Aku berkuliah di program studi yang sampai kini masih kurang populer.
Kurang populer bahkan di antara bidang studi sejenisnya. Jurusan yang hingga kini masih amat
familier dengan pertanyaan-pertanyaan seperti:
“Kalo lulus nanti jadi apa?”
“Lho, bukannya gak kuliah pun bisa belajar itu
ya?
“Kenapa kamu
masuk jurusan itu?”
“Harusnya kamu
masuk jurusan *** aja.”
Berkali-kali aku harus menepis perasaan minder yang menyeruak karena
terus-terusan diperhadapkan dengan pertanyaan dan pernyataan di atas. Berkali-kali
juga aku dikuatkan oleh orang-orang di sekitarku, juga orang tuaku untuk tidak
meragukan jalan yang sudah Tuhan tentukan. Bisa berkuliah di kampus ini adalah
sebuah anugerah tersendiri yang tak pantas kudapatkan. Aku tak pernah bisa
mengeluh setiap mengingat cara Tuhan yang ajaib sehingga dapat menempatkanku di
kampus ini. Meski demikian, perasaan ragu itu tetap ada. Bahkan memasuki
semester ketiga, aku semakin sering berjumpa dengan mata kuliah yang menurutku
secara pribadi, membuatku semakin meragukan dan menjauh dari Tuhan. Bagaimana
tidak, mata kuliah yang kupelajari sering kali mengandalkan hikmat manusia dan
kalaupun menyinggung tentang Tuhan, hal-hal tersebut bertentangan dengan iman
yang kepercayai selama ini. Semakin
lama semakin aku mempertanyakan keputusan Tuhan menempatkanku di jurusan ini.

• [PETUNJUK TUGAS]:
1. Jawablah pertanyaan berikut berdasarkan kutipan teks.
(a) Siapa saja yang menguatkan penulis agar tidak meragukan jalan yang sudah Tuhan tentukan?
(b) Pada semester berapa penulis semakin sering berjumpa dengan mata kuliah yang membuatnya meragukan dan menjauh dari Tuhan?
(c) Apa yang sering diandalkan oleh mata kuliah yang dipelajari penulis?
2. Tuliskan semua ucapan yang dikutip dalam kutipan teks sebagai pertanyaan dan pernyataan yang sering dihadapi penulis tentang jurusannya.

• [DATA]:
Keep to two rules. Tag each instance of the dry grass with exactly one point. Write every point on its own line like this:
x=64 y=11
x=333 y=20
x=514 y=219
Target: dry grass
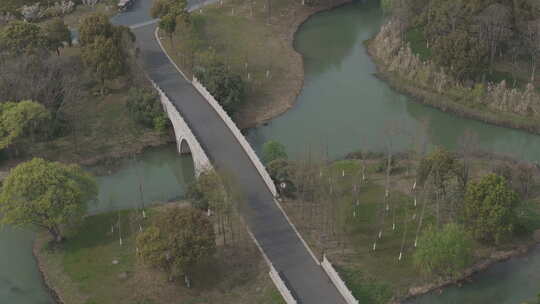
x=82 y=270
x=252 y=46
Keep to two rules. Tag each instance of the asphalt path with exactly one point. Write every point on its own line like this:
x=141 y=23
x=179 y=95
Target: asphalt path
x=280 y=243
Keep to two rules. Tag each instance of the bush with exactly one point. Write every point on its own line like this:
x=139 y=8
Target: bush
x=281 y=172
x=226 y=87
x=445 y=252
x=145 y=108
x=490 y=208
x=177 y=241
x=273 y=150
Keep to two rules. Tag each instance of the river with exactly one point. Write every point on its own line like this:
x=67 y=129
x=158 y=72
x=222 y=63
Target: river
x=343 y=107
x=163 y=174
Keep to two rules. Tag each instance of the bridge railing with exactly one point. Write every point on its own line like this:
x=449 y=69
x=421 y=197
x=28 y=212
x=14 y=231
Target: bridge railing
x=338 y=282
x=200 y=159
x=239 y=136
x=281 y=286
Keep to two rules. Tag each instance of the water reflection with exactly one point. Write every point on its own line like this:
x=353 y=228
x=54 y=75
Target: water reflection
x=161 y=171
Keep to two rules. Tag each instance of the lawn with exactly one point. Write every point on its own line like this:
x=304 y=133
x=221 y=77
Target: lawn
x=93 y=267
x=239 y=33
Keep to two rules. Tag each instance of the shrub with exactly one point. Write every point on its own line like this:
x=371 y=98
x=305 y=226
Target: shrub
x=273 y=150
x=444 y=252
x=490 y=208
x=145 y=108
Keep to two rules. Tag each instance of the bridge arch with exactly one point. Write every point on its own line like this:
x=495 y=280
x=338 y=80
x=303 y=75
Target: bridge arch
x=183 y=147
x=186 y=141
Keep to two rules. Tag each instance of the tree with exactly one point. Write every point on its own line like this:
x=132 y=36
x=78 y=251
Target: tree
x=440 y=164
x=20 y=119
x=464 y=55
x=45 y=194
x=495 y=24
x=160 y=8
x=20 y=37
x=58 y=33
x=104 y=58
x=227 y=87
x=490 y=208
x=281 y=171
x=178 y=240
x=445 y=252
x=145 y=108
x=532 y=44
x=273 y=150
x=468 y=144
x=206 y=189
x=95 y=25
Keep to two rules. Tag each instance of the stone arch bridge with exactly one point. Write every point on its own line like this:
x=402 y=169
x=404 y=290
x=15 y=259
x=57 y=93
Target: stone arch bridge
x=203 y=129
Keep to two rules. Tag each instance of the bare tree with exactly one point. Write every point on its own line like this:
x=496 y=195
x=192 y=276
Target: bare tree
x=468 y=145
x=494 y=27
x=531 y=37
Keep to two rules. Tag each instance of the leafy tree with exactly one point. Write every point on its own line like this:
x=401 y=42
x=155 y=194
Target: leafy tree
x=489 y=208
x=46 y=194
x=178 y=240
x=95 y=25
x=463 y=54
x=495 y=28
x=273 y=150
x=57 y=32
x=20 y=119
x=171 y=14
x=104 y=58
x=440 y=164
x=145 y=108
x=227 y=87
x=444 y=252
x=206 y=190
x=160 y=8
x=281 y=172
x=20 y=37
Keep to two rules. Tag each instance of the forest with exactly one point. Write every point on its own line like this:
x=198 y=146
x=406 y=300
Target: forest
x=474 y=40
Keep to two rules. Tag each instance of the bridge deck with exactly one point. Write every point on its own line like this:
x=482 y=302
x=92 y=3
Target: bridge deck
x=275 y=235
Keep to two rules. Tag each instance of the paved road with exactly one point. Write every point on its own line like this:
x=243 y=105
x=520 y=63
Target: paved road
x=271 y=229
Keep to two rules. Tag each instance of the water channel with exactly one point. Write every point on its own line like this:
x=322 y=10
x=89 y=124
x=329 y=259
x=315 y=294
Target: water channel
x=343 y=107
x=163 y=175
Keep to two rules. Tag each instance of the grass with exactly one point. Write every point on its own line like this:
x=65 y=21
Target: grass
x=373 y=276
x=99 y=127
x=379 y=276
x=415 y=36
x=82 y=269
x=252 y=47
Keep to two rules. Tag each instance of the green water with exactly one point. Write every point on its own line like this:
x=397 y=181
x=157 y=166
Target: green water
x=343 y=107
x=164 y=175
x=511 y=282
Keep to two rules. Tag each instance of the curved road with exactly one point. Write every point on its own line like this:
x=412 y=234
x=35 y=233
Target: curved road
x=308 y=282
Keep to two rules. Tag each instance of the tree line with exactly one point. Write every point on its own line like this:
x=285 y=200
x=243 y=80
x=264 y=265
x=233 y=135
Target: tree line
x=469 y=38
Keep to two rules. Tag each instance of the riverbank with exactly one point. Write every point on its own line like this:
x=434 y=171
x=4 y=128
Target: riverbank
x=94 y=266
x=346 y=230
x=495 y=104
x=261 y=52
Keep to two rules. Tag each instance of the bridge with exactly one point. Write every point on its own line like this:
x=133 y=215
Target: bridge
x=202 y=130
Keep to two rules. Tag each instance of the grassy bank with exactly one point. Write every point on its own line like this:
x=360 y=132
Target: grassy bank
x=94 y=127
x=257 y=47
x=347 y=228
x=456 y=105
x=92 y=267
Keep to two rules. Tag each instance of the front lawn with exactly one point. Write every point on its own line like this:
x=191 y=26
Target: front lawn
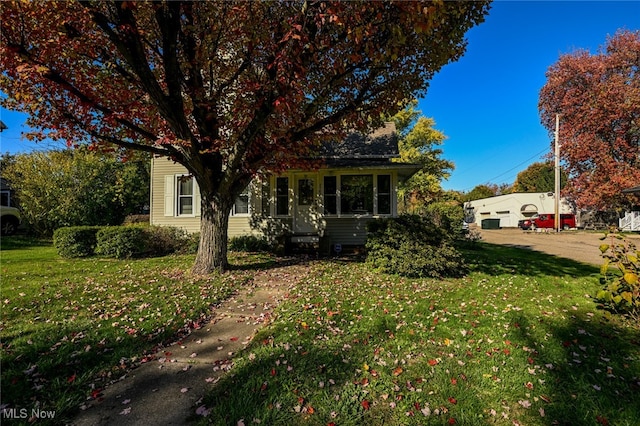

• [JAWABAN LENGKAP]:
1.
(a) Orang-orang di sekitar penulis, juga orang tuanya.
(b) Semester ketiga.
(c) Hikmat manusia.

2.
1. Kalo lulus nanti jadi apa?
2. Lho, bukannya gak kuliah pun bisa belajar itu ya?
3. Kenapa kamu masuk jurusan itu?
4. Harusnya kamu masuk jurusan *** aja.